▶ _Directive_
Pictures within the data are to be left out; everything else must be reproduced exactly.

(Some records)

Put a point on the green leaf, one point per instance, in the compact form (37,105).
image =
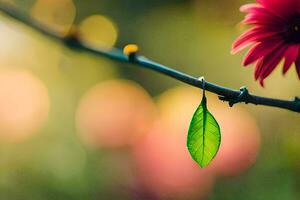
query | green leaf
(204,136)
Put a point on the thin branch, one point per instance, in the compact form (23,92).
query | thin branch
(72,40)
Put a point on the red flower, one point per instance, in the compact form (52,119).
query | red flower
(275,36)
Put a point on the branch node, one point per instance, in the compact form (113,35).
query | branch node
(71,39)
(131,50)
(242,97)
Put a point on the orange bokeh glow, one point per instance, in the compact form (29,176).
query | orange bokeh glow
(24,104)
(115,113)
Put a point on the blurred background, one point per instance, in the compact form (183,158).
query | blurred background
(77,126)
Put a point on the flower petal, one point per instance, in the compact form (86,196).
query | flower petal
(250,36)
(290,55)
(270,62)
(281,7)
(298,67)
(262,49)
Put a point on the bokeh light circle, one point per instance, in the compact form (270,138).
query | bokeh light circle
(24,104)
(114,114)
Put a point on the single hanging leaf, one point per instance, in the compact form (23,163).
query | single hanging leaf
(204,136)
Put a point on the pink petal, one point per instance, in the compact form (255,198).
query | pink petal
(281,8)
(252,35)
(262,49)
(270,62)
(290,55)
(258,68)
(247,8)
(264,18)
(298,67)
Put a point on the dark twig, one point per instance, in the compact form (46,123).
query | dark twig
(226,94)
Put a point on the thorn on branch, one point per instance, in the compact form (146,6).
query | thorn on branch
(242,97)
(131,50)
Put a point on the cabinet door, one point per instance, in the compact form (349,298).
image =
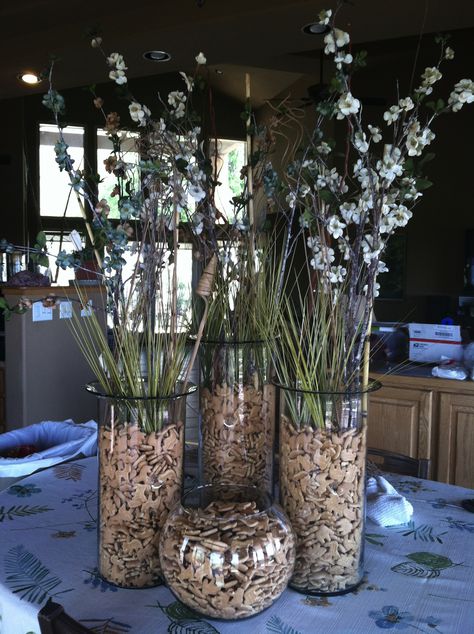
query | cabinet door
(400,420)
(456,439)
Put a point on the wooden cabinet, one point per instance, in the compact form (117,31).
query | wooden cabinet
(426,417)
(456,439)
(2,398)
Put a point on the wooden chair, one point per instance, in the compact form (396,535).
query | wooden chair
(53,619)
(398,463)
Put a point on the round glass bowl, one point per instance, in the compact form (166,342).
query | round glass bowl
(228,551)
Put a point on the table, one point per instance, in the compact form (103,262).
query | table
(419,577)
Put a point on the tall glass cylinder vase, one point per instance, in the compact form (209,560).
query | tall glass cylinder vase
(141,450)
(238,414)
(322,486)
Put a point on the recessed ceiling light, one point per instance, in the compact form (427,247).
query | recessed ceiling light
(157,56)
(29,78)
(315,28)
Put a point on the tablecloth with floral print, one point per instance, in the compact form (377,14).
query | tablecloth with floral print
(419,577)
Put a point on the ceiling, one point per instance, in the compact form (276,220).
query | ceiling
(262,37)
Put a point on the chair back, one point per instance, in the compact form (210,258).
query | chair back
(52,619)
(399,463)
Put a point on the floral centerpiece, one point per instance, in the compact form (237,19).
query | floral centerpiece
(142,364)
(346,211)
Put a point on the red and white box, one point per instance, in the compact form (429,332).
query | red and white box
(429,343)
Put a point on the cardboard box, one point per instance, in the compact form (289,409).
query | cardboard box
(430,342)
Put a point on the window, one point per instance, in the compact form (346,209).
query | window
(57,199)
(230,160)
(108,180)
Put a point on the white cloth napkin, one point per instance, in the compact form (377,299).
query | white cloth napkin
(385,506)
(57,441)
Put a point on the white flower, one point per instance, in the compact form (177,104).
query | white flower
(424,90)
(323,256)
(392,114)
(401,215)
(188,81)
(430,76)
(291,200)
(116,60)
(463,93)
(370,251)
(415,141)
(320,181)
(350,212)
(335,227)
(360,142)
(342,38)
(118,76)
(180,111)
(337,274)
(323,148)
(346,105)
(448,53)
(411,192)
(196,192)
(391,166)
(375,133)
(406,104)
(342,58)
(324,16)
(139,113)
(176,97)
(335,39)
(304,224)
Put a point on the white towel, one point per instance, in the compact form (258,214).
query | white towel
(385,506)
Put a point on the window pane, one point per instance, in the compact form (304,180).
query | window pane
(55,193)
(230,160)
(108,181)
(184,272)
(54,244)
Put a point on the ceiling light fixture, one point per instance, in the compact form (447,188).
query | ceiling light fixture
(157,56)
(315,28)
(29,78)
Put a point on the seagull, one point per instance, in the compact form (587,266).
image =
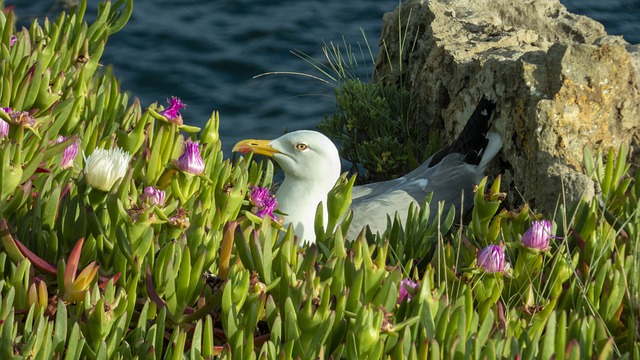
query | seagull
(311,166)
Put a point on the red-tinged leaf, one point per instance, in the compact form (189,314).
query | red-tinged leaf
(151,290)
(104,281)
(72,264)
(37,261)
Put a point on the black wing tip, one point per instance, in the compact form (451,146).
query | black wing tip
(485,107)
(473,138)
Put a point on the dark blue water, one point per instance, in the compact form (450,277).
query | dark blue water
(209,52)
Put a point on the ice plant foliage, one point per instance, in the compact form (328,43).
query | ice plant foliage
(75,285)
(69,154)
(173,112)
(407,289)
(264,203)
(22,118)
(4,128)
(104,167)
(227,286)
(191,161)
(153,196)
(491,259)
(538,236)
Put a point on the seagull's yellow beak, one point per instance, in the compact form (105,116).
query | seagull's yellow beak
(261,147)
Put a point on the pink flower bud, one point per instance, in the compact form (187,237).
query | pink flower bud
(190,160)
(491,259)
(538,236)
(407,290)
(173,112)
(69,154)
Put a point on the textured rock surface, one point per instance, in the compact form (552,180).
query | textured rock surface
(560,81)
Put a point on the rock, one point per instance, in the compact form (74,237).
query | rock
(560,81)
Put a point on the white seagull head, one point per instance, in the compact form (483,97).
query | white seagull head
(311,166)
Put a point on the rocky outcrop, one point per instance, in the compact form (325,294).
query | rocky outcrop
(560,81)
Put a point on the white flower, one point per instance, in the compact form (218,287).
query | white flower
(104,167)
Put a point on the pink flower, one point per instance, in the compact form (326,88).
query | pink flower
(153,195)
(69,154)
(190,160)
(538,236)
(491,259)
(407,290)
(264,203)
(4,128)
(173,112)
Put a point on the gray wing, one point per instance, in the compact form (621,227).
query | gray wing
(451,181)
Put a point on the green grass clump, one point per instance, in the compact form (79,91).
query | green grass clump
(90,273)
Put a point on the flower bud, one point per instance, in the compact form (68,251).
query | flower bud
(190,160)
(491,259)
(69,154)
(407,289)
(173,112)
(538,236)
(104,167)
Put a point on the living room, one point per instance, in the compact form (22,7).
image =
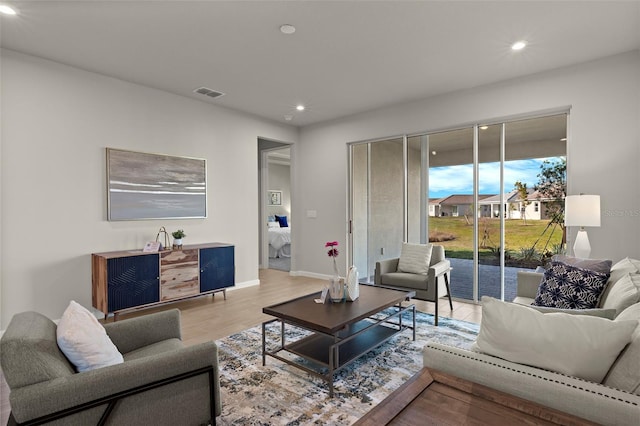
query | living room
(57,120)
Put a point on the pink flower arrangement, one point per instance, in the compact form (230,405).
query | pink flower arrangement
(333,253)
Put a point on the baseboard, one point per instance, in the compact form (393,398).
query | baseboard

▶ _Correct response_
Put a point on the green leaf, one point per instance, in the compact form (37,105).
image =
query | green leaf
(204,136)
Put a point on the thin branch, one point per instance, in the compact form (23,92).
query | thin branch
(72,40)
Put a point on the red flower, one point per instance, in the compact form (52,119).
query | red flower
(275,36)
Put a point on the branch node, one point per instance, in the compact form (113,35).
query | branch node
(71,39)
(131,50)
(242,97)
Put a point on the orange bokeh glow, one point per instance, in the compact form (29,176).
query | orange bokeh glow
(24,104)
(115,113)
Put a point on the blurred background, one point per instance, in the compact form (183,158).
query | blurred background
(77,126)
Put a point on the flower petal, one point per instance, in the compact form (86,196).
query | flower petal
(250,36)
(290,55)
(270,62)
(281,7)
(298,67)
(262,49)
Put a point on the bokeh light circle, one point per instance, in the compact form (270,138).
query | bokeh light circle
(24,104)
(114,114)
Put a point on the single hanging leaf, one point per instance, in the compact form (23,163).
query | single hanging leaf
(204,136)
Put a point on the pink petal, one point per instance, in the compact form (255,198).
query | pink petal
(281,8)
(252,35)
(262,49)
(270,62)
(290,55)
(258,68)
(247,8)
(264,18)
(298,67)
Put a point on the dark twig, one point per instance, in the compact form (46,123).
query | dark twig
(226,94)
Put a point on the thorn on branch, one point per instance, in the compact form (146,6).
query | thorn on branch
(242,97)
(131,50)
Put a point on the cabinet door, one point per instance, in the compact form (349,298).
image =
query | cabinet door
(400,420)
(456,439)
Put a point on the wooden cabinet, one point per instance, in the compact form (117,31).
query | wooden cabinet
(426,417)
(456,439)
(2,398)
Put a point on the wooden chair, one point per instance, in the compact form (396,535).
query | wooden chair
(53,619)
(398,463)
Put a point on the round glass bowl, one point per instance, in the compact form (166,342).
query | round glass bowl
(228,551)
Put a point on the table, one point per instance, in the compact form (103,262).
query | table
(419,577)
Put a point on the tall glass cylinder vase, one point per instance, in the compact form (209,560).
query | tall glass cylinder vase
(141,450)
(238,414)
(322,486)
Put a point on the recessed ceiling light, one point per instance, in the compact form (427,247).
query | recessed ceiling light
(157,56)
(29,78)
(315,28)
Put a point on the tablecloth with floral print, one point per instance, in the compact form (377,14).
query | tablecloth with floral print
(419,577)
Put a point on the ceiling, one point per instance, in the compact form (276,220).
query | ceiling
(262,37)
Put a point on the chair back, one point per instance, in the compact form (210,258).
query | chair back
(52,619)
(399,463)
Put a point on the floral centerpiece, one point per instance, in the compact form (237,19).
query | floral centerpiece
(142,364)
(346,211)
Put a point on the red and white box, one point per instance, in the compact form (429,332).
query | red and white box
(429,343)
Put a point on the cardboard box, one point per instance, in the compact form (289,409).
query | cardboard box
(430,342)
Put a point on the window, one point per instance, in the compact form (346,209).
query | window
(57,199)
(230,160)
(108,180)
Put a point on the white cloth napkin, one point per instance, in the compact form (377,299).
query | white cloth napkin
(385,506)
(57,441)
Put a point on the white flower, one point per instance, in the compact form (177,104).
query | white flower
(424,90)
(323,256)
(392,114)
(401,215)
(188,81)
(430,76)
(291,200)
(116,60)
(463,93)
(370,251)
(415,141)
(320,181)
(350,212)
(335,227)
(360,142)
(342,38)
(118,76)
(180,111)
(337,274)
(323,148)
(346,105)
(448,53)
(411,192)
(196,192)
(391,166)
(375,133)
(406,104)
(342,58)
(324,16)
(139,113)
(176,97)
(335,39)
(304,224)
Put a point on the white towel, one point per instance, in the compact form (258,214).
query | white towel
(385,506)
Put a point on the window pane, one point per instance, in the compact form (304,180).
query | window pane
(55,193)
(230,160)
(108,181)
(184,272)
(54,244)
Put a point on the ceiling light fixture, one point per instance, in the compact form (447,188).
query | ceiling light fixture
(157,56)
(315,28)
(29,78)
Put a point on the seagull, one point per instance, in the compact form (587,266).
image =
query | seagull
(311,166)
Put a point on the red-tinged leaf, one point per instance, in the compact form (189,314).
query | red-tinged leaf
(151,290)
(104,281)
(72,264)
(37,261)
Put a point on the black wing tip, one point per instance, in the compact form (451,146).
query | black wing tip
(485,107)
(473,138)
Put a point on the dark blue water, one point per instance, in the compact form (450,277).
query | dark blue water
(209,52)
Put a point on the ice plant foliage, one point per instance, in the compact form (328,43).
query | ice plant foliage
(75,285)
(69,154)
(173,112)
(407,289)
(264,203)
(22,118)
(4,128)
(104,167)
(227,286)
(191,161)
(153,196)
(491,259)
(538,236)
Put a point on the seagull's yellow beak, one point per instance, in the compact form (105,116).
query | seagull's yellow beak
(261,147)
Put a point on the pink flower bud, one point per instance, in the compact form (187,237).
query | pink flower bud
(190,160)
(491,259)
(538,236)
(407,290)
(173,112)
(69,154)
Put a point on the textured rock surface, one point per instance, in the compact form (552,180).
query | textured rock surface
(560,81)
Put a point on the rock, one point per instance, in the compact form (74,237).
query | rock
(560,81)
Put a point on the white seagull head, one point per instance, in the compact form (483,97).
query | white seagull head
(311,166)
Put a point on the rocky outcrop, one point per instance, in the compact form (325,294).
query | rocky outcrop
(560,81)
Put a point on the white flower, one point per instance, in the compact form (218,287).
query | white flower
(104,167)
Put a point on the pink flower, one point per instance, in the compact form (326,88).
query | pink flower
(153,195)
(69,154)
(190,160)
(538,236)
(491,259)
(407,290)
(264,203)
(4,128)
(173,112)
Put a point on the gray wing, one point per instance, in the compact form (621,227).
query | gray wing
(451,181)
Put a point on the green grass clump, one point per instance, in the compact form (79,91).
query | green grass clump
(90,273)
Put a point on the flower bud, one point per instance, in the compact form (68,251).
query | flower bud
(190,160)
(491,259)
(69,154)
(407,289)
(173,112)
(538,236)
(104,167)
Put a point on the living room, one point per instance, in the compact form (22,7).
image =
query | living room
(57,120)
Put a point on the pink flower arrangement, one point per instance, in the compact form (230,405).
query | pink flower arrangement
(333,253)
Put a point on the baseboard, one point per instance, in the compact form (393,398).
query | baseboard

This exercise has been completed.